Answer these from the passage on children's language below:
(a) At what age are "because" and "so" mostly used accurately?
(b) Besides talking about events, what does having the right words and grammar help children do with them?
(c) Which words are listed as markers of temporal order or relative time between events?

» Document segment
—————

Vocabulary and grammar. Children's vocabulary continues to increase substantially, adding many words per week (see section on Vocal Skills). This of course allows them to encode a lot more objects and relations with language. The grammatical complexity of their sentences is also increasing substantially (Tomasello, 2006), allowing them to communicate more complex representations. Having the appropriate words as well as the grammar (such as complex tense construction, relative clauses, etc.) in which to verbally encode events and relations between events help children not only talk about those events but also to remember them (Haden, Ornstein, Eckerman, & Didow, 2001; Nelson & Fivush, 2004).

Linguistically encoding causal and temporal relationships. We have seen that children are acquiring a better understanding of causal and temporal relations between events but learning to linguistically encode them is a new challenge, one that 3 year-olds work hard at. Two-and three-year-olds are learning to use 'because' and 'so' to mark causal relations and these linguistic markers are mostly used accurately at age 3 (Hood & Bloom, 1979), although mostly indicating psychological rather than physical causality. Children are also learning to encode both relative and specific temporal locations (e.g., yesterday, last Sunday), as well as learning how to use markers that indicate temporal order or relative time between events (e.g., then, before, after, while). They also begin to talk about past and future events relative to a reference time other than now ("I played with playdoh when I was at grandma's") (Tomasello, 2006).

—————

Stored items:
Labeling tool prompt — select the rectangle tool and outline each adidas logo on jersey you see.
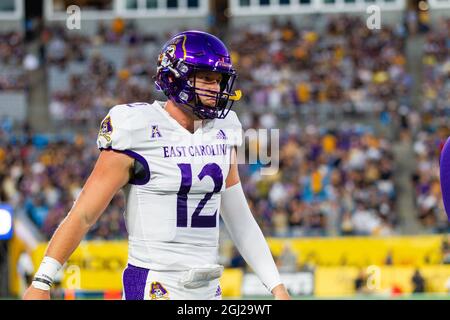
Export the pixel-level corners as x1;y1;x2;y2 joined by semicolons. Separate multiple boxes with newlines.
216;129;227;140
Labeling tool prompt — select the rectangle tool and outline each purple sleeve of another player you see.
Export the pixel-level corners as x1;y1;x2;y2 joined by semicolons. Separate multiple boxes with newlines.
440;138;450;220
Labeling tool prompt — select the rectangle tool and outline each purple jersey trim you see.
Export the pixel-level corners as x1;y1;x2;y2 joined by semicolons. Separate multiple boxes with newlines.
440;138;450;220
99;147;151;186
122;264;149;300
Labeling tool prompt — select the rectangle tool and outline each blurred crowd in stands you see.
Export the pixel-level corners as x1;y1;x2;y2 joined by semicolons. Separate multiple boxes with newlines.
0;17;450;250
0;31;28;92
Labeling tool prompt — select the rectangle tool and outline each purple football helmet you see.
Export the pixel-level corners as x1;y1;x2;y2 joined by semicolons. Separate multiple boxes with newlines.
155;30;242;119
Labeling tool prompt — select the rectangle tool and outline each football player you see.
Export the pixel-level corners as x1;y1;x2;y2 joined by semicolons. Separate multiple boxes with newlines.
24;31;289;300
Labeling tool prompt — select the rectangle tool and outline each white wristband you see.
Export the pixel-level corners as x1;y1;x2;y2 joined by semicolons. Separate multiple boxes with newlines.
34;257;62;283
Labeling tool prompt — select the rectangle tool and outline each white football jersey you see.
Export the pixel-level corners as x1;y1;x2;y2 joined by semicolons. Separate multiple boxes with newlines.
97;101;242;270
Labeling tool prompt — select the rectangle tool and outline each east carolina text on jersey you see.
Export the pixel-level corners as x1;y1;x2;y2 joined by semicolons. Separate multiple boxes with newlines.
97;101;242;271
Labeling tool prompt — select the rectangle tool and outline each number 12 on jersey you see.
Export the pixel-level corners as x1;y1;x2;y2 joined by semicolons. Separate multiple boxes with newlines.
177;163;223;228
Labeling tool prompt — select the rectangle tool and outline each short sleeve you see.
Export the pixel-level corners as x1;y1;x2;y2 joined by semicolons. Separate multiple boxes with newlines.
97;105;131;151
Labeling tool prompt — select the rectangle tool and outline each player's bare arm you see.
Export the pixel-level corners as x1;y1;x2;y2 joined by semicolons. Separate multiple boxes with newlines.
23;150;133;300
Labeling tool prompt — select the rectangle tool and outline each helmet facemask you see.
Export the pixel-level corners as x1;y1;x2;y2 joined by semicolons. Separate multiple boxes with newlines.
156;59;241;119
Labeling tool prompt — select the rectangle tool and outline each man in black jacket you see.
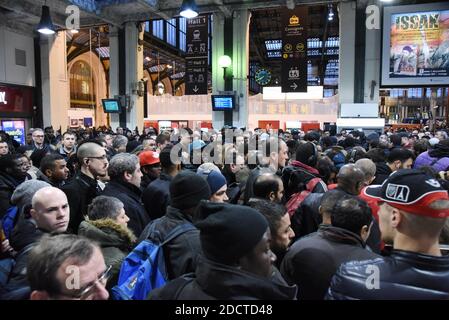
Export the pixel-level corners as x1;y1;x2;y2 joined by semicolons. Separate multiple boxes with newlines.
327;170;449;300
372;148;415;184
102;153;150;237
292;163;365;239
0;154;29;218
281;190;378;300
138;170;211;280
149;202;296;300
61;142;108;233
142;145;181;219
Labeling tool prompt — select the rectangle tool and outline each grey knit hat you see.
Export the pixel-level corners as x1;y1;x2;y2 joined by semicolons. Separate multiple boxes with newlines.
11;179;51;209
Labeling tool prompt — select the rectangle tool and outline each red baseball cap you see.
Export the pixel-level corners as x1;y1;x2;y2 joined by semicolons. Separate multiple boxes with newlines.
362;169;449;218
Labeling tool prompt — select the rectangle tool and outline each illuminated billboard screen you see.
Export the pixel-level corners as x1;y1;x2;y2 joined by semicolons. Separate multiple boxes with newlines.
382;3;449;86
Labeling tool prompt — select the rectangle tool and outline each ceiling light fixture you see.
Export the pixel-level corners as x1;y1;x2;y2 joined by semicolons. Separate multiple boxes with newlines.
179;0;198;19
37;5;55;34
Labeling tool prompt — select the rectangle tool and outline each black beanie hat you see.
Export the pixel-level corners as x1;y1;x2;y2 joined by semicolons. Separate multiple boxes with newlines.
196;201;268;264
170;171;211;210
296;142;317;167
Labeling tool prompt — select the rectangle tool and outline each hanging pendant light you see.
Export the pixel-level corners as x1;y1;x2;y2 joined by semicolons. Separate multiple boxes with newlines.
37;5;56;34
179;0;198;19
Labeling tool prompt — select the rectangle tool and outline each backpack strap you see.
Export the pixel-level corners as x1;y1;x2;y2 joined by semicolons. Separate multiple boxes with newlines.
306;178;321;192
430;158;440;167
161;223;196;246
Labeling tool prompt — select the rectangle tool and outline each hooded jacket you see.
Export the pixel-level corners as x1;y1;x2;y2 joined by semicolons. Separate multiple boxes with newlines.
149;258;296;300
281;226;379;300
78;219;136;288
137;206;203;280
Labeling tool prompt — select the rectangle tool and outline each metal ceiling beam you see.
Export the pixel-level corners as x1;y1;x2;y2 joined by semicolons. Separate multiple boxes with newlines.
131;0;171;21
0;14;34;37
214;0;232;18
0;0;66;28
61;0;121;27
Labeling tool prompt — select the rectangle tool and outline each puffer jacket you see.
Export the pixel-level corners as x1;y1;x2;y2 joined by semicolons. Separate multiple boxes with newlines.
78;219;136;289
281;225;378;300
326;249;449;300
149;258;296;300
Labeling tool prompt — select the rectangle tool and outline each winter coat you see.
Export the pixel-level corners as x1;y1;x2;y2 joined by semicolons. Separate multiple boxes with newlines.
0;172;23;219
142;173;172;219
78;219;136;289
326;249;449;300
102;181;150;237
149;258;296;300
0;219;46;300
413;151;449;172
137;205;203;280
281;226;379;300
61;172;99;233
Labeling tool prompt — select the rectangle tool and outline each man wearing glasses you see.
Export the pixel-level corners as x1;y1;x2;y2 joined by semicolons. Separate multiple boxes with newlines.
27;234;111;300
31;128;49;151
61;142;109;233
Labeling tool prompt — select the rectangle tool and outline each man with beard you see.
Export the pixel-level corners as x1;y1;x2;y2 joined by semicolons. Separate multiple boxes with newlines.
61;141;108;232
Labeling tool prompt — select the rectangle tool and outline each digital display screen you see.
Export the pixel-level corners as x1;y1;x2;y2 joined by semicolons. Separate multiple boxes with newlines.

—————

» The response
(a) Age 3.
(b) Remember them.
(c) Then, before, after, while.